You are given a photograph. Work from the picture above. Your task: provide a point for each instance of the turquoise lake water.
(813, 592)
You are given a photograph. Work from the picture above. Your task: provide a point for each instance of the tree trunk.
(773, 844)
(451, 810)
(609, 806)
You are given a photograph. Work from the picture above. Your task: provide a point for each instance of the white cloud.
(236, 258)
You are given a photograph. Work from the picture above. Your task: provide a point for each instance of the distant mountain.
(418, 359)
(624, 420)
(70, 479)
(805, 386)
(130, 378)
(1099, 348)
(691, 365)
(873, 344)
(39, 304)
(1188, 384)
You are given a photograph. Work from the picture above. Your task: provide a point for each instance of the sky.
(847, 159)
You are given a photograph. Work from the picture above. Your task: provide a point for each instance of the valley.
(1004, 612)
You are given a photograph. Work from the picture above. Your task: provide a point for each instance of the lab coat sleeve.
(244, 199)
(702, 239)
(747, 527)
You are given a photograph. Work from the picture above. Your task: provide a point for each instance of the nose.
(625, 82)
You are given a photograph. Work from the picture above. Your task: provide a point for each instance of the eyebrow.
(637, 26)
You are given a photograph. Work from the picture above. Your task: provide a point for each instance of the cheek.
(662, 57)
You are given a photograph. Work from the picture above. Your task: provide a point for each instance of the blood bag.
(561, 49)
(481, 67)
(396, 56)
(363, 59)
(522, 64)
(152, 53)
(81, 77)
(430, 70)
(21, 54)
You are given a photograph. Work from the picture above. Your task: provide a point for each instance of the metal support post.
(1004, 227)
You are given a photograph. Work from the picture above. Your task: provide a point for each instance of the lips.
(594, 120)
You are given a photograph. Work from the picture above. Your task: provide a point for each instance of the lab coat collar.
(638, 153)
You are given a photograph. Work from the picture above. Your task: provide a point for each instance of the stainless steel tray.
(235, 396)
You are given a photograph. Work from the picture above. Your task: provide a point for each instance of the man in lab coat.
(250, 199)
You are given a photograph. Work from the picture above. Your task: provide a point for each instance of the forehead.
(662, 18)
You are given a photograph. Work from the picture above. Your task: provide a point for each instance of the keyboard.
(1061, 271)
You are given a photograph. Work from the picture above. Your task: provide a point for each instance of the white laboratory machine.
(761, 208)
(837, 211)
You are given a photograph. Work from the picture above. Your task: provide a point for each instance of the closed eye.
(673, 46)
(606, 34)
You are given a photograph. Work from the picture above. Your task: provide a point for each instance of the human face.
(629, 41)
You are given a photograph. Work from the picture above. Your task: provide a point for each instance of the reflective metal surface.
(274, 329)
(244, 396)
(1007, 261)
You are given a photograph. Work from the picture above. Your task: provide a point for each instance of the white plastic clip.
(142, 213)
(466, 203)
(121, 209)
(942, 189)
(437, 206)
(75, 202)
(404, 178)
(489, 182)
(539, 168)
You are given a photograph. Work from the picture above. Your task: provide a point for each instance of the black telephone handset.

────────────────────────────────────────

PROMPT:
Render every line of the material above as a JSON list of strings, one string per line, with blank lines omitted.

RESPONSE TO THE EXERCISE:
[
  "You are given a photograph. Work from the picture above. Your task: provide a point for each instance of the turquoise lake water.",
  "(813, 592)",
  "You are given a photograph. Work from the picture above. Your task: provide a point for each instance of the tree trunk.",
  "(773, 844)",
  "(451, 810)",
  "(609, 806)",
  "You are given a photograph. Work from the picture above. Your task: provide a point for each instance of the white cloud.",
  "(236, 258)",
  "You are given a photograph. Work from the picture above. Your task: provide a point for each instance of the distant mountain.",
  "(418, 359)",
  "(624, 420)",
  "(70, 479)",
  "(805, 386)",
  "(130, 378)",
  "(1099, 348)",
  "(691, 365)",
  "(873, 344)",
  "(39, 304)",
  "(1188, 384)",
  "You are given a photograph. Work from the picture above. Your task: provide a point for each instance of the sky.",
  "(847, 159)",
  "You are given a photograph. Work from the picture above. Your task: provide a point for each instance of the valley.",
  "(1004, 612)",
  "You are given a photograph. Work from the picture above. Your task: provide a point for each instance of the lab coat sleeve.",
  "(244, 199)",
  "(702, 239)",
  "(747, 527)",
  "You are given a photograph. Work from the picture above. Your task: provide a point for each instance of the nose.",
  "(625, 82)",
  "You are given a photograph. Work from the picture above. Your task: provide a point for each instance of the eyebrow.",
  "(637, 26)",
  "You are given a photograph. Work from the picture above. Your task: provide a point for each instance of the cheek.",
  "(662, 57)",
  "You are given a photograph. Work from the picture above. Your task: provide a point for each instance of the blood bag.",
  "(561, 49)",
  "(481, 67)",
  "(396, 56)",
  "(363, 59)",
  "(522, 64)",
  "(152, 53)",
  "(81, 77)",
  "(430, 70)",
  "(21, 54)",
  "You are given a photograph. Work from the picture above. Your task: provide a point for each instance of the metal support post.",
  "(1004, 227)",
  "You are given a photograph. Work from the picture above. Your task: provide a point for each instance of the lips.",
  "(594, 120)",
  "You are given a photograph. Work from the picture above. Your task: provide a point for each instance of the lab coat collar.",
  "(638, 153)",
  "You are given a photograph. Work from the picture above. Your task: provide a point for each instance of the stainless steel tray.",
  "(235, 396)",
  "You are given a photograph. Work from the picture above. Your task: provide a point for each instance of the man in lab coat.",
  "(250, 199)",
  "You are given a photograph. Work from the picture above. Your task: provide a point for each instance of the forehead.",
  "(662, 18)",
  "You are given a photograph. Work from the picture above. Your task: provide a point for each instance of the keyboard.",
  "(1061, 271)",
  "You are given a photograph. Work from the picture above. Your task: provide a point for each instance of the white laboratory machine.",
  "(761, 208)",
  "(837, 211)",
  "You are given a photograph. Work from the picture above. Your task: provide a point for each instance of the closed eye.",
  "(673, 46)",
  "(606, 34)",
  "You are given a photograph. Work from the picture above. Your task: provide a point for each instance of the human face.",
  "(629, 41)",
  "You are given a photograph. Work from the picture above. Your task: provide a point for each instance of the reflective metal surface.",
  "(274, 329)",
  "(244, 396)",
  "(1007, 261)",
  "You are given a photograph. Work from the picture above. Your task: provide a point for each instance of the white plastic clip.",
  "(142, 213)",
  "(466, 203)",
  "(121, 209)",
  "(942, 189)",
  "(437, 206)",
  "(75, 202)",
  "(404, 178)",
  "(489, 182)",
  "(539, 168)",
  "You are given a photograph. Work from the picture above. Your task: provide a point for each instance of the black telephone handset."
]